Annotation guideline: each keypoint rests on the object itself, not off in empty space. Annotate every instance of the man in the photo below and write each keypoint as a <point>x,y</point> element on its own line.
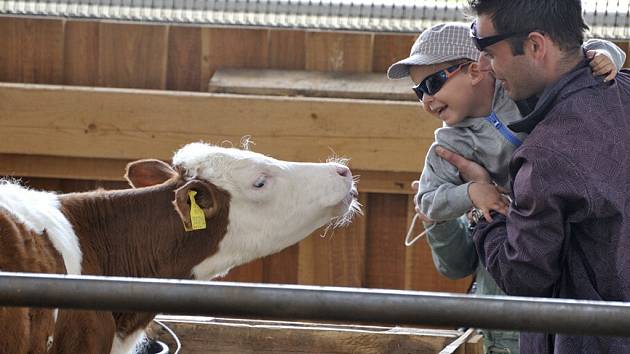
<point>567,231</point>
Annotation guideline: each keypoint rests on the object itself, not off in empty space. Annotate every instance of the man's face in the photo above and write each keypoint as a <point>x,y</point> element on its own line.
<point>516,73</point>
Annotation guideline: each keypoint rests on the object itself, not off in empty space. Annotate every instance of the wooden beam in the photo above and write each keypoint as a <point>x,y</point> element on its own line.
<point>130,124</point>
<point>19,165</point>
<point>310,84</point>
<point>220,335</point>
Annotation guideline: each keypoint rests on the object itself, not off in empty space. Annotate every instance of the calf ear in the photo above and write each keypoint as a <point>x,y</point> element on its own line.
<point>144,173</point>
<point>206,199</point>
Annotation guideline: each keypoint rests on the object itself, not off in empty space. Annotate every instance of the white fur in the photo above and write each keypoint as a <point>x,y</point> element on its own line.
<point>297,198</point>
<point>130,344</point>
<point>39,211</point>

How to complete this task:
Your task is to transcribe the line containing "of the man's" and every line after it, through the last line of the data, exactly as written and with nothing more.

Task answer:
Annotation guideline: each keypoint rests on the object itself, not off in empty space. Annotate every instance of the man's face in the photo above and write each keypoint as a <point>x,y</point> element on its own line.
<point>516,73</point>
Annotation guideline: each keypoint rests on the object itself, not off in empty space. Annotate every instance of the wooden beam in the photo above and write each keypoint as a <point>x,y</point> element on its own line.
<point>130,124</point>
<point>19,165</point>
<point>310,84</point>
<point>220,335</point>
Annotation guideline: each keypoint rests on the object itself, not off in empty space. Annotate every instance of the calf ear in the photo above and write each keypoint as a <point>x,y</point> element on its own line.
<point>144,173</point>
<point>206,199</point>
Annotation guideline: each keypoint rests on the object itself, not off in empty space. Annotate every instance of the white fur in the photo above and write each keypoint as a <point>x,y</point> element on its own line.
<point>297,198</point>
<point>130,344</point>
<point>39,211</point>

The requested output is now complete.